* [Material supplied]
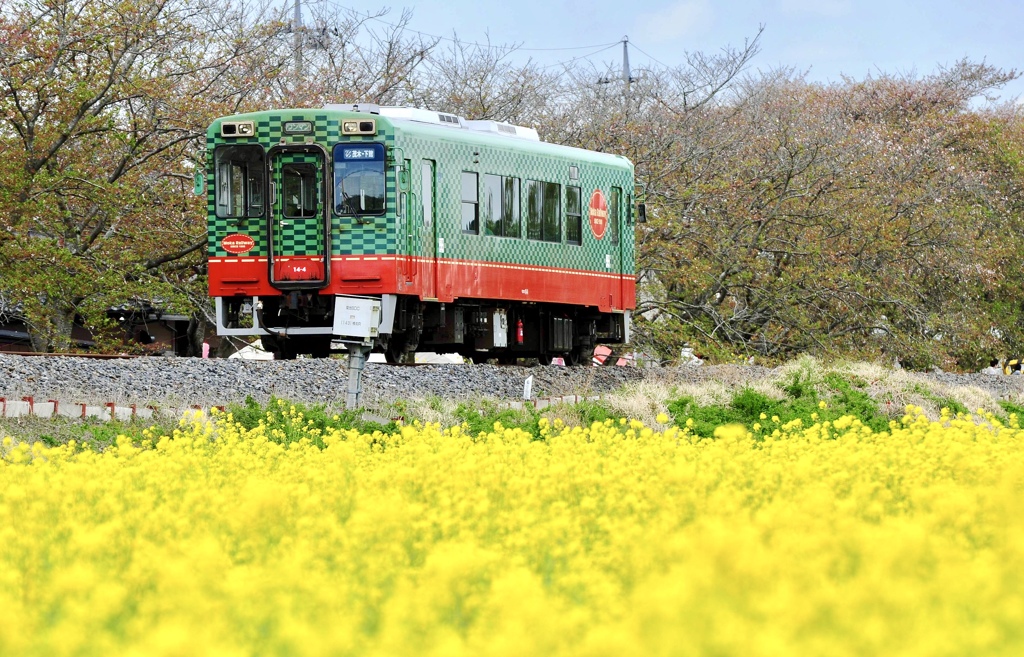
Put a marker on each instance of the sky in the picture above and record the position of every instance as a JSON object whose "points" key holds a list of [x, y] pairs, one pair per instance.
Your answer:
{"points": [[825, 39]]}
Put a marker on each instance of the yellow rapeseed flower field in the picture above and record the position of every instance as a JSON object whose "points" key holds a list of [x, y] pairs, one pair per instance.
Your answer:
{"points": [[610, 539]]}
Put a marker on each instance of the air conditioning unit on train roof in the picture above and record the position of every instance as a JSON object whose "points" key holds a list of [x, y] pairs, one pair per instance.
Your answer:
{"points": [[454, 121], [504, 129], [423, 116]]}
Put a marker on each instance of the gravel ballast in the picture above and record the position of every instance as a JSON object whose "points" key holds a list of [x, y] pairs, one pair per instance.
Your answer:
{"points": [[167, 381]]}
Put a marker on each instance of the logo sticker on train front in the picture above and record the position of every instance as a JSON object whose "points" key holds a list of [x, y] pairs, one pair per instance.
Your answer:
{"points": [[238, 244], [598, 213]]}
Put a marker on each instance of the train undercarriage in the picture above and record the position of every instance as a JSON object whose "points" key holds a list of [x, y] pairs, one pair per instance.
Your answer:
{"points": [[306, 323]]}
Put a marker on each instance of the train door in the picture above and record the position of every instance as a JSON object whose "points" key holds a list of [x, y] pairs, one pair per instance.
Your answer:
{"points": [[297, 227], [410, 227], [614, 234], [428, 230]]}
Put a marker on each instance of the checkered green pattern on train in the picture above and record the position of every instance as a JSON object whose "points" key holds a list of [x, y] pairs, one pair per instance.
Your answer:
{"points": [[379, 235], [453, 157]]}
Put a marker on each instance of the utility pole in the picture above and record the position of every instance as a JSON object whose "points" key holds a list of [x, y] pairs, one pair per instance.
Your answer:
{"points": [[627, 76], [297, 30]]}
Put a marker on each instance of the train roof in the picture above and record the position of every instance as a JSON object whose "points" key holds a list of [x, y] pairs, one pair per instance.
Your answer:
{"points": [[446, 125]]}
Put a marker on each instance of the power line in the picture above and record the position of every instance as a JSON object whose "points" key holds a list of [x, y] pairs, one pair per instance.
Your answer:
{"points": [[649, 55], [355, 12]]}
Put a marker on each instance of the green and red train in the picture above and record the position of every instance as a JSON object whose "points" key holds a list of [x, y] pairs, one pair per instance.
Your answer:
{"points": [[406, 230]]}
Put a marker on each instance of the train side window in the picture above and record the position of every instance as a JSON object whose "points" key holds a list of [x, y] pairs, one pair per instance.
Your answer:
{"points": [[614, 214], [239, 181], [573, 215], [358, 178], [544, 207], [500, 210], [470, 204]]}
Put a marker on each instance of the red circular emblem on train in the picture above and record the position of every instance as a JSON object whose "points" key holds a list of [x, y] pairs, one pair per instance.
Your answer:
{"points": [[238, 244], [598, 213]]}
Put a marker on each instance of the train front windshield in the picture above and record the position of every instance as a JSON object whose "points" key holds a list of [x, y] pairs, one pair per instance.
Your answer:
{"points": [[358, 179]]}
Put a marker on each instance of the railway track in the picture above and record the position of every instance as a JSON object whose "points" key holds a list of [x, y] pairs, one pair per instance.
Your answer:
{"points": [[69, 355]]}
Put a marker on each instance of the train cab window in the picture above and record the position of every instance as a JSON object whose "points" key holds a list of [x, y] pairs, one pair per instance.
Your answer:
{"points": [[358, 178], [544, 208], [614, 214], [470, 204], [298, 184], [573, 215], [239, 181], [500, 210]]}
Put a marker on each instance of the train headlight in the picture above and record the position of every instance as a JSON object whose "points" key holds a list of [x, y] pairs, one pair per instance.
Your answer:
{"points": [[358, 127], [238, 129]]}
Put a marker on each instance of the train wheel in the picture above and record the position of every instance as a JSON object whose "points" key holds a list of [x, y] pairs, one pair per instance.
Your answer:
---
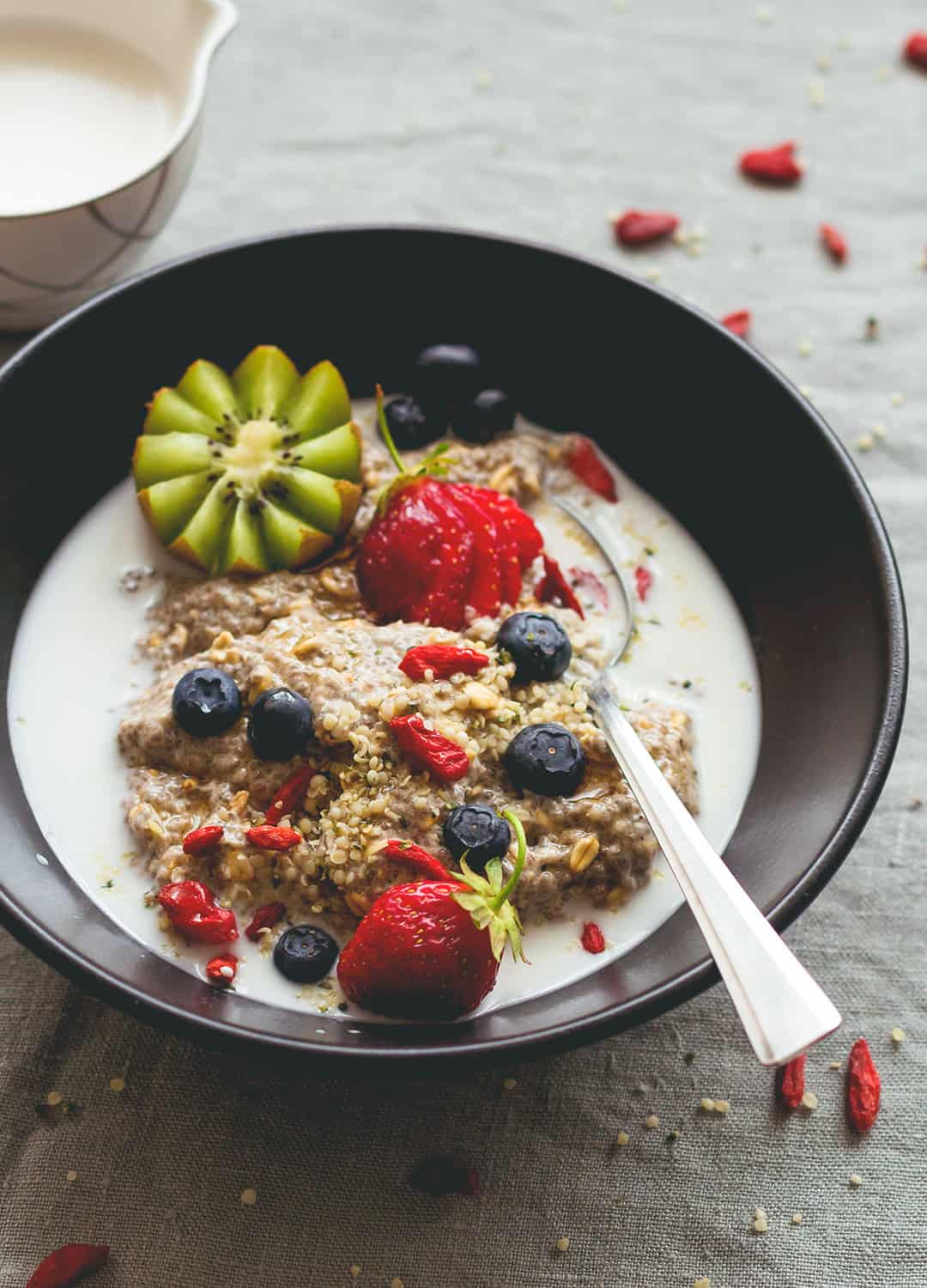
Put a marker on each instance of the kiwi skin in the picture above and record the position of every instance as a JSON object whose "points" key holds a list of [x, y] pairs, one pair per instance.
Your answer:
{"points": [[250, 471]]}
* * *
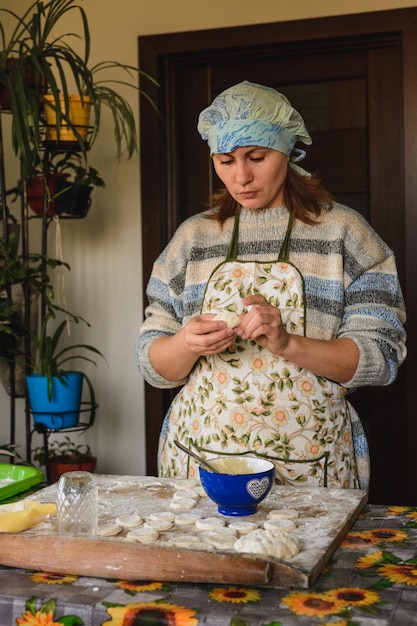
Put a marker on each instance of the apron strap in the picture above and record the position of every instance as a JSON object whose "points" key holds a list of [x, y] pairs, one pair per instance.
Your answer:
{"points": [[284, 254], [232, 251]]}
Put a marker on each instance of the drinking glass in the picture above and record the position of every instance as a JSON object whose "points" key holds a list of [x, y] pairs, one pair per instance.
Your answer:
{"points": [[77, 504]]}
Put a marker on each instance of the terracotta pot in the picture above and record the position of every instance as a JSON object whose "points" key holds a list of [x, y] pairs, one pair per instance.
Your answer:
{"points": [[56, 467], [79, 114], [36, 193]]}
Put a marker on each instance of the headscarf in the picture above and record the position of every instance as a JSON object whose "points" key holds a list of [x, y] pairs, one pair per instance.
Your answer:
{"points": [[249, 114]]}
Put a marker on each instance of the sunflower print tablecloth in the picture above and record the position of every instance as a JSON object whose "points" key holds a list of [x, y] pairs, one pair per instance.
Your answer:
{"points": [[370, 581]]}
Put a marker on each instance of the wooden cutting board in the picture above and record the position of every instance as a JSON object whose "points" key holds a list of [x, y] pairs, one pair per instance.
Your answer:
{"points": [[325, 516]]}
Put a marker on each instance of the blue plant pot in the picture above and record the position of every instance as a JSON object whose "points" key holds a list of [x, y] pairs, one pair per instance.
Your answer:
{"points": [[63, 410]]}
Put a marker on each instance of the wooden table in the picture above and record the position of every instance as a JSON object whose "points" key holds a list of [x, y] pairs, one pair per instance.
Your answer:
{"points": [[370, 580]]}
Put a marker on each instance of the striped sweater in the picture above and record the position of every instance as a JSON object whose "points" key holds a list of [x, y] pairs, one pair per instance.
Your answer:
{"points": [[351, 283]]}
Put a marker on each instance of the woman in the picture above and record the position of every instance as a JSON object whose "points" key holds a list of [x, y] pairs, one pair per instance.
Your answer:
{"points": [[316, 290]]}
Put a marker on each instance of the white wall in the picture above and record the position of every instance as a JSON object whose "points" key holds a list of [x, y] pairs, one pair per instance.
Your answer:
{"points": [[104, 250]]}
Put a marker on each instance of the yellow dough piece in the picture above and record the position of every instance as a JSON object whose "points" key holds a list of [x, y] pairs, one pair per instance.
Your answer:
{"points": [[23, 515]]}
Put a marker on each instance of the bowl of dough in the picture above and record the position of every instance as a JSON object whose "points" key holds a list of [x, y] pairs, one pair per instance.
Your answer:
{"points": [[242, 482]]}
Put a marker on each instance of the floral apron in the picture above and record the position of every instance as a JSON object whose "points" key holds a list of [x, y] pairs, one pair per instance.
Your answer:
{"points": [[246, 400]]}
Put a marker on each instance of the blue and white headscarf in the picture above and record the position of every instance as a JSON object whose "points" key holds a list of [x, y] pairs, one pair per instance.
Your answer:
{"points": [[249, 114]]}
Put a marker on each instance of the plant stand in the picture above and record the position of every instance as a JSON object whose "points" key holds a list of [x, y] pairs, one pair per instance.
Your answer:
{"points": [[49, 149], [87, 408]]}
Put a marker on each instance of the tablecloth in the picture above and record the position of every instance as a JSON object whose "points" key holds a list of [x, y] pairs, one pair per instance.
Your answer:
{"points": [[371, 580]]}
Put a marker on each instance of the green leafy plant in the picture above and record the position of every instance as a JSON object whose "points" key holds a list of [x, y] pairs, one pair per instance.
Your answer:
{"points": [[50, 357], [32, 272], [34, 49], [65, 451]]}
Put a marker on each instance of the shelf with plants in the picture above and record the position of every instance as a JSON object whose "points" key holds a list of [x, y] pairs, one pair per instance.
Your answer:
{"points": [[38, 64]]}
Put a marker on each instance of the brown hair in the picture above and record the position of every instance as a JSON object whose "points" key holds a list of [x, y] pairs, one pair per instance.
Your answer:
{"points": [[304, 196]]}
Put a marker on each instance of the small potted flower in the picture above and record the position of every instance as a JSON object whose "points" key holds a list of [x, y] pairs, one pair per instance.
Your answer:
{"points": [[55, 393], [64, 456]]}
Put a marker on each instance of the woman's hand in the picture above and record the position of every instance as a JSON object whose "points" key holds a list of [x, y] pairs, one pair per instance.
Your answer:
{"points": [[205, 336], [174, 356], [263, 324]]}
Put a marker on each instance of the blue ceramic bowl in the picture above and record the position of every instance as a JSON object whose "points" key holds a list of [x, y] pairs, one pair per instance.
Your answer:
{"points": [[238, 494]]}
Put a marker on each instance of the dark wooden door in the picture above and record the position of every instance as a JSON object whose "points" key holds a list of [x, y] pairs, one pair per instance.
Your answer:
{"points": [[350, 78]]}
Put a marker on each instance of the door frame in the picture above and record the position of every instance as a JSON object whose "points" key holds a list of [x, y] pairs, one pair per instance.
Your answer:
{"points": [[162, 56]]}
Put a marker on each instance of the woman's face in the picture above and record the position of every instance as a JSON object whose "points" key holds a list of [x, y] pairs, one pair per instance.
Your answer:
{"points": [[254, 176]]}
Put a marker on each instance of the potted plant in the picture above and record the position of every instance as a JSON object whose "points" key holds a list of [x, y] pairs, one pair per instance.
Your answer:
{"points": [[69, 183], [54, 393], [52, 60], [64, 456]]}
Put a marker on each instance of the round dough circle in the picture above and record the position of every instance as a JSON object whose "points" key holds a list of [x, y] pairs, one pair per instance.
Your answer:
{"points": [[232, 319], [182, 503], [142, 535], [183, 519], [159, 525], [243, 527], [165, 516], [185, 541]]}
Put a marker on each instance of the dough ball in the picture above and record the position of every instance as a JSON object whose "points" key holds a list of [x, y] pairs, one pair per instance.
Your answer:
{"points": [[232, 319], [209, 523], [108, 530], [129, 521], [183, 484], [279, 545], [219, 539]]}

* [Exercise brief] Pick out every line of the listing that contains the string "apron" and copy each one. Only matches with the same letter case count.

* [The answer]
Put a marker on each instance of the apron strap in the picture above and record the position of every instance as a JSON object whose "points" key holds a list of [x, y] pairs, one pair per instance.
Put a marker on each instance of the floral apron in the picture above and record the position of every instance as a JSON object whose "points" key holds a list of [x, y] pairs, one pair per instance.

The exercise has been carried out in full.